Task ->
Gather every line of the entries that includes the word "below".

[Supplied data Boundary: Start]

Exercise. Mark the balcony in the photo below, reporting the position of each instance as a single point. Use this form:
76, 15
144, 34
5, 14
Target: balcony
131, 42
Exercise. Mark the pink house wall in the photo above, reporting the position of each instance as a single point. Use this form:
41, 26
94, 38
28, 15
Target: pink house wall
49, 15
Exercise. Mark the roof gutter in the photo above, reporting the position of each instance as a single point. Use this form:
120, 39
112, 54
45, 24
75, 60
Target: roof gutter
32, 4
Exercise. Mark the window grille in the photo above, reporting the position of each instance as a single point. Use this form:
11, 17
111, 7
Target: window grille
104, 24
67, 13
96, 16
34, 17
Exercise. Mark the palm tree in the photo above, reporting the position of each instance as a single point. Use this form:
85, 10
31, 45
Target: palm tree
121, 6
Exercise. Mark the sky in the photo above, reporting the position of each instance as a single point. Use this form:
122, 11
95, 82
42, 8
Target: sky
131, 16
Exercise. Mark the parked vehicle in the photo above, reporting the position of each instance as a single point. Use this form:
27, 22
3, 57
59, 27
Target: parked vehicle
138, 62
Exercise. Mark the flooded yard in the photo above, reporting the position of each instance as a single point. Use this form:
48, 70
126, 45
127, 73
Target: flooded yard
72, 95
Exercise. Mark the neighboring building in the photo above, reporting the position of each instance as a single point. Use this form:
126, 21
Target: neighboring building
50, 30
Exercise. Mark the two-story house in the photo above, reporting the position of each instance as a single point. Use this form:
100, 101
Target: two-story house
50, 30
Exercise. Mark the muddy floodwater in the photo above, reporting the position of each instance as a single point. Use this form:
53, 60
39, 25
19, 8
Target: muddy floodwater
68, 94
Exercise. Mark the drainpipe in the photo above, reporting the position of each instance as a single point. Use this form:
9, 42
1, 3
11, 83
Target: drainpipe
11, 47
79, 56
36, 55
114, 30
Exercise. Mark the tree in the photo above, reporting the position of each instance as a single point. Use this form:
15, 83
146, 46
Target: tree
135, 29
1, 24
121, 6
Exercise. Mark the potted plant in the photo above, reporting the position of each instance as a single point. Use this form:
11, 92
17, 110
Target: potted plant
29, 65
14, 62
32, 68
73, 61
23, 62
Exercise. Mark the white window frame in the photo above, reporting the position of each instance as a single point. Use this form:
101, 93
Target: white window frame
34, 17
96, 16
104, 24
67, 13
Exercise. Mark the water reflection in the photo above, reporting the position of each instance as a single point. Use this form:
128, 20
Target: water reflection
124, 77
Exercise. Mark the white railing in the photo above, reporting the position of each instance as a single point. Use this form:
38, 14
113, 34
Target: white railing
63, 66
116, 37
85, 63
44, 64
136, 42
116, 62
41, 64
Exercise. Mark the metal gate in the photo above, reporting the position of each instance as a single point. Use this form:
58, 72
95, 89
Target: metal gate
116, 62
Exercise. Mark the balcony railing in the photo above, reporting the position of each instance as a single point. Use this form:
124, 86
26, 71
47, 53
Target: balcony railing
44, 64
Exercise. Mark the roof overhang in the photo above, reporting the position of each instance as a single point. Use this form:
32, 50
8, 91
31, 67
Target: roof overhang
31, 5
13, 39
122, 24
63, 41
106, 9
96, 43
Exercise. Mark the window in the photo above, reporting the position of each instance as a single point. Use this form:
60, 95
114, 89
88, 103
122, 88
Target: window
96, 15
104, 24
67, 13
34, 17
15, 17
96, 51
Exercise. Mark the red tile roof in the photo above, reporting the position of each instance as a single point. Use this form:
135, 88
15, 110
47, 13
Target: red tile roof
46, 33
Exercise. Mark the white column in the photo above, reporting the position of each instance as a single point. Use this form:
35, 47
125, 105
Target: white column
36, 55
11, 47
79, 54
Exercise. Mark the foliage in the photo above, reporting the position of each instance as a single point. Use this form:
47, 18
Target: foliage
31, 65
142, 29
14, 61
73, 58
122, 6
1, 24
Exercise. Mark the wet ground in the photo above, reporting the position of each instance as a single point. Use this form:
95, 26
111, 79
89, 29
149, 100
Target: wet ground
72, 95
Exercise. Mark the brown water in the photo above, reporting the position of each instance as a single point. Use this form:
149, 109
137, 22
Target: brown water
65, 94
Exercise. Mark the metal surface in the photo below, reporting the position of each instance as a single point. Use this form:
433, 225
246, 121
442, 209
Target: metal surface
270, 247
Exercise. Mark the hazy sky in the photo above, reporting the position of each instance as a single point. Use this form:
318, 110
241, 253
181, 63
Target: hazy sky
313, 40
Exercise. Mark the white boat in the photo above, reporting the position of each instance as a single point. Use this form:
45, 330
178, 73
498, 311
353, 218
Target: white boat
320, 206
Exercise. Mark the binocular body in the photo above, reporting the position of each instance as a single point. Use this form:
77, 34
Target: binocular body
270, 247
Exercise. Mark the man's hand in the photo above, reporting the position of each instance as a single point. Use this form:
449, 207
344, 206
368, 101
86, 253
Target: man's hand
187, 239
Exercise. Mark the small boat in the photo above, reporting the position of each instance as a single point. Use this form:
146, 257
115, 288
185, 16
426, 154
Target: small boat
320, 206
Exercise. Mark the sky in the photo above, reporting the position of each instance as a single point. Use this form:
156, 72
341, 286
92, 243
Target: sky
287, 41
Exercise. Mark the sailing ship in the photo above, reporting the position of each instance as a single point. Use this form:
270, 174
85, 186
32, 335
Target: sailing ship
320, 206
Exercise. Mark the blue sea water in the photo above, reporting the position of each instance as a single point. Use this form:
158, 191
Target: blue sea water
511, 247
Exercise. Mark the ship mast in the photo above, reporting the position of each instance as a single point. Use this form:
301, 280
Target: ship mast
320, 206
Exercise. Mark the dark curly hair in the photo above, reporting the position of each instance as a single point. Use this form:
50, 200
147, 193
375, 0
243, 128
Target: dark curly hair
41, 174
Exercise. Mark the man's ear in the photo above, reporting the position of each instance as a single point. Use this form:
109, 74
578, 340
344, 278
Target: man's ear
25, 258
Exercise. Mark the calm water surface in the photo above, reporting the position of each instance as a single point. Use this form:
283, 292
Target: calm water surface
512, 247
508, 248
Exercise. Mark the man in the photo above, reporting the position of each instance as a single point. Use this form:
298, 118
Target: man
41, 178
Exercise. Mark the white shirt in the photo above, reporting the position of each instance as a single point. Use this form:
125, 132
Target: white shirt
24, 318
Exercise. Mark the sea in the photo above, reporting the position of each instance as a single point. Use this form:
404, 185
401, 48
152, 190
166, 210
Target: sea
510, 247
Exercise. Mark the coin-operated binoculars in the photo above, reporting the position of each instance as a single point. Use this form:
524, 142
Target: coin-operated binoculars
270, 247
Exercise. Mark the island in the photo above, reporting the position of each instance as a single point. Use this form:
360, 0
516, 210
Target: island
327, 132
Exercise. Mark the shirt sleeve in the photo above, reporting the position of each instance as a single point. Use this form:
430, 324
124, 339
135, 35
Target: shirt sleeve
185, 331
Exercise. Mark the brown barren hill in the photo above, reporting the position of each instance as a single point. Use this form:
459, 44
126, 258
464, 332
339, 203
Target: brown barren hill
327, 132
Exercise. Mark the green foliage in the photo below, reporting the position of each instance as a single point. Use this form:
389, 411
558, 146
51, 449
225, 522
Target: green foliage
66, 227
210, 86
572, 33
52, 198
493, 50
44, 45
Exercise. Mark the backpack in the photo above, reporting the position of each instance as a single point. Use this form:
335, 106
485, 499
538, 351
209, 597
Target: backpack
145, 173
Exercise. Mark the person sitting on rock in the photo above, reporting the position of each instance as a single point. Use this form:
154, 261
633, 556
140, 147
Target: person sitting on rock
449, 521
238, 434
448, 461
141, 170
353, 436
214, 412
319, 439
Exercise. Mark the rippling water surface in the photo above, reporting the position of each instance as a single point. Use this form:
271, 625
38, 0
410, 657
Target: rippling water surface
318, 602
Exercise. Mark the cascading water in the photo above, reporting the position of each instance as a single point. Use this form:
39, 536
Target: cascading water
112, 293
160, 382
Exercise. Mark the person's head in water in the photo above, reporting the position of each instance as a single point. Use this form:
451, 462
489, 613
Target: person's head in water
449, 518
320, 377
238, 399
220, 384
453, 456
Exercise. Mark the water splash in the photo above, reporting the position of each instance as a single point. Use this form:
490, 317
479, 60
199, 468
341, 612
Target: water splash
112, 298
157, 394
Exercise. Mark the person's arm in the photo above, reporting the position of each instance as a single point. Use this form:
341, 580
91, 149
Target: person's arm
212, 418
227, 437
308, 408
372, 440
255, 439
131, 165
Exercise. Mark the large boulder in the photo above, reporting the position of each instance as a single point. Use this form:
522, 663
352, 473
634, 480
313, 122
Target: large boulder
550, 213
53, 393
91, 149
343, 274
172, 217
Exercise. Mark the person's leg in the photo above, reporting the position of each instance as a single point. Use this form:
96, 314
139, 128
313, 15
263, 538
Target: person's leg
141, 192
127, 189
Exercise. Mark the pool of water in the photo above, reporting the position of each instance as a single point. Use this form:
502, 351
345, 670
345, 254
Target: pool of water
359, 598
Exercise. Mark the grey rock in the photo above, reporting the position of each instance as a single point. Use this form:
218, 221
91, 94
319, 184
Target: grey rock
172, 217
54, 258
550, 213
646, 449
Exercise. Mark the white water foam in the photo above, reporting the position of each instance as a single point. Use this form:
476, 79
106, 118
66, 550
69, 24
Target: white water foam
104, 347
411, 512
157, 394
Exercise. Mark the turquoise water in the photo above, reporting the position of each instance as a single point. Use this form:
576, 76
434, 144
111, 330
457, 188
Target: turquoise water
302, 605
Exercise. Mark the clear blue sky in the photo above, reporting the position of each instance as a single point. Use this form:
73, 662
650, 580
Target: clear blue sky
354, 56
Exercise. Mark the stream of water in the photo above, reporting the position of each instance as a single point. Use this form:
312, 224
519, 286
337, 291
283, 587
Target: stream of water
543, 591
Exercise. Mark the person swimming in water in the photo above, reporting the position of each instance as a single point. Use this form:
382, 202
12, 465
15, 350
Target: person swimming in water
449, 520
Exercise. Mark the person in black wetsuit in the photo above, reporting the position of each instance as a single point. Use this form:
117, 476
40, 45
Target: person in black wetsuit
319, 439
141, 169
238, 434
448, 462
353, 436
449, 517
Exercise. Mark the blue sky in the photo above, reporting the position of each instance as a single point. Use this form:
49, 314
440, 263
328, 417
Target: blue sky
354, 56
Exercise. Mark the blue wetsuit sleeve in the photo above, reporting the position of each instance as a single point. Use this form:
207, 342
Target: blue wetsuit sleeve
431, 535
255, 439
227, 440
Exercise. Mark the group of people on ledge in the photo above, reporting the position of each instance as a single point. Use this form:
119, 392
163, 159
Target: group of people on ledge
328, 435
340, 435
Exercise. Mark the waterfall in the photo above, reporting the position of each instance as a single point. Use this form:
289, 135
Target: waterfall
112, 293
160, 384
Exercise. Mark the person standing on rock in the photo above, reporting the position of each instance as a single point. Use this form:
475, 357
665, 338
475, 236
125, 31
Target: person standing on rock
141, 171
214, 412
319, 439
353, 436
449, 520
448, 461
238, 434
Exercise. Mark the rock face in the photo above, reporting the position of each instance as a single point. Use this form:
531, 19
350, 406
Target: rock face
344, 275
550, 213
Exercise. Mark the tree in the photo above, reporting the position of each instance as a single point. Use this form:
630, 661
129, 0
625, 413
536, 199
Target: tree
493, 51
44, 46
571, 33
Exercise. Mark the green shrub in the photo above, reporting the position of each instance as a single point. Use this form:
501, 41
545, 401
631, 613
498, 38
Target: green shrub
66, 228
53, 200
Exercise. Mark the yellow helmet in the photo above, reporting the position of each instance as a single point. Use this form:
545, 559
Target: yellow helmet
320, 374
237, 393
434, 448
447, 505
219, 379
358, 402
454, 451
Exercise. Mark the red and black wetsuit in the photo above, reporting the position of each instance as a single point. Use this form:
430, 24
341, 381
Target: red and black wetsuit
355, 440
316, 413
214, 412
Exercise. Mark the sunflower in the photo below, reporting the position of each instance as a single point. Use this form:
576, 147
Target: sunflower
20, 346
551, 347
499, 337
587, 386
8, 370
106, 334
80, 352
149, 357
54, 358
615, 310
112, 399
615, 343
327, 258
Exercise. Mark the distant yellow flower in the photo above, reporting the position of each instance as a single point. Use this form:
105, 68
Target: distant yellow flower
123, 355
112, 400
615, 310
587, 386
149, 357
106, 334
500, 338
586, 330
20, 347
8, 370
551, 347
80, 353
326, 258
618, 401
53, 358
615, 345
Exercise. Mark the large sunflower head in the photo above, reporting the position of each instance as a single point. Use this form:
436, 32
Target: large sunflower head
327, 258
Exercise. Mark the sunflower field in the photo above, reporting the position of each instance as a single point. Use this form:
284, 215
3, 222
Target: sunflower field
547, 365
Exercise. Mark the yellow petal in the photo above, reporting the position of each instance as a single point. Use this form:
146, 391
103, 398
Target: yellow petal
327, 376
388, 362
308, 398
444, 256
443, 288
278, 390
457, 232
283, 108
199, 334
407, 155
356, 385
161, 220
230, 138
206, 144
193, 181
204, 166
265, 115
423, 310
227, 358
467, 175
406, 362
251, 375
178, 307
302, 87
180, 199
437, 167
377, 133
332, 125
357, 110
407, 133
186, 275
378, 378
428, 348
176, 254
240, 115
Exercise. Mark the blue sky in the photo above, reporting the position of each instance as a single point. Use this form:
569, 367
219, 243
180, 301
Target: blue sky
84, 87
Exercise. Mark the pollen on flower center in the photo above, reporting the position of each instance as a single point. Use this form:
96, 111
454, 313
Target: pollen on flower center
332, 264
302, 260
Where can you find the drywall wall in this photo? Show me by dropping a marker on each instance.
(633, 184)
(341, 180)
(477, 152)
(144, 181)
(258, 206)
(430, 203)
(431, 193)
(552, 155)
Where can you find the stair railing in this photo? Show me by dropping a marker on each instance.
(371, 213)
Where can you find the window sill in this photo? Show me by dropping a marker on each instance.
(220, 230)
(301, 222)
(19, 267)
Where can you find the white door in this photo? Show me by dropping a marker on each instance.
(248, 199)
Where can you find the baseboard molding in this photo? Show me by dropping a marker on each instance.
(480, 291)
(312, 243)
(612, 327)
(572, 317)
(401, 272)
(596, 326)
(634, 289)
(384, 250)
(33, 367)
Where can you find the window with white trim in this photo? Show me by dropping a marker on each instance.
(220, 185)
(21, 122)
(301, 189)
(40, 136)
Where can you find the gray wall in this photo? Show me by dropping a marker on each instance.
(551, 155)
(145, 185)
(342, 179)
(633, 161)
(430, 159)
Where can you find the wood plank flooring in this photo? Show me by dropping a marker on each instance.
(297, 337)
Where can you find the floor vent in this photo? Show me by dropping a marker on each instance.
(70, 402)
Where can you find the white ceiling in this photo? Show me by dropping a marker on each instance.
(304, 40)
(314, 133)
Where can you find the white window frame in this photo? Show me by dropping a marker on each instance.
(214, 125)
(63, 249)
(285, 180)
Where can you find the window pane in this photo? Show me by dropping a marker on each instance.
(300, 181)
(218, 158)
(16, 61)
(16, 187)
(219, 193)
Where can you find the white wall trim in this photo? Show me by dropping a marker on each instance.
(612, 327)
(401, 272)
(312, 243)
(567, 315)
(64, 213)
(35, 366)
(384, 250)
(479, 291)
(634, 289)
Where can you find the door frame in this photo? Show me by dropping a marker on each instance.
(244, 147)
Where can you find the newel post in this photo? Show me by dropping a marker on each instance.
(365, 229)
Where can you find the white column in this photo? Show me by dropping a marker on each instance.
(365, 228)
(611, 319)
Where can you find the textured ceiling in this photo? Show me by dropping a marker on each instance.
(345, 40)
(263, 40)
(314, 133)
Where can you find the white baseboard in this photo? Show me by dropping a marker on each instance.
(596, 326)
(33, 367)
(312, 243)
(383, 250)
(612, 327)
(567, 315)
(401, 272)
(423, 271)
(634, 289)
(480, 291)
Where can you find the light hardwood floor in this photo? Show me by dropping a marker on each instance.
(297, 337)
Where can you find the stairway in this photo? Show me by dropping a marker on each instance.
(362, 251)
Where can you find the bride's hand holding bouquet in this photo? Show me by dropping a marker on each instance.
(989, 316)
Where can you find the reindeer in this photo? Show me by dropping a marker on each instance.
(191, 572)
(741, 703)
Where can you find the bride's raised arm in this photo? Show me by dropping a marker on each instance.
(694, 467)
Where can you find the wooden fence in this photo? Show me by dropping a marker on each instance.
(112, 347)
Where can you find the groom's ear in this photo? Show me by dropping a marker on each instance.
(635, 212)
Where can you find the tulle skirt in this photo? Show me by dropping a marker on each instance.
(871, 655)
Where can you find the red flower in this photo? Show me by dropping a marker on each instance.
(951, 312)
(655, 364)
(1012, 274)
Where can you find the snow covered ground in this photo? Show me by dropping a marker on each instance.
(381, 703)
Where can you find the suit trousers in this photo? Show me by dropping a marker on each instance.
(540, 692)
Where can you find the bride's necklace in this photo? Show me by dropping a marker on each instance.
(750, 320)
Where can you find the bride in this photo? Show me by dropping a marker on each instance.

[Supplied data Boundary: End]

Your response ->
Exercise. Mark the balcony in the photo below, reporting the position of each instance as a single point. Use this form:
Exercise. Mark the metal surface in the photo below, reporting the position of each instance as a single point. Use this form:
Exercise. Mark the green foliage in the photo below, reporting the position of each instance as a single point. Use this form:
Exercise. Mark the sunflower in the photo below, reporting the position of each instance as a single point. Use this form:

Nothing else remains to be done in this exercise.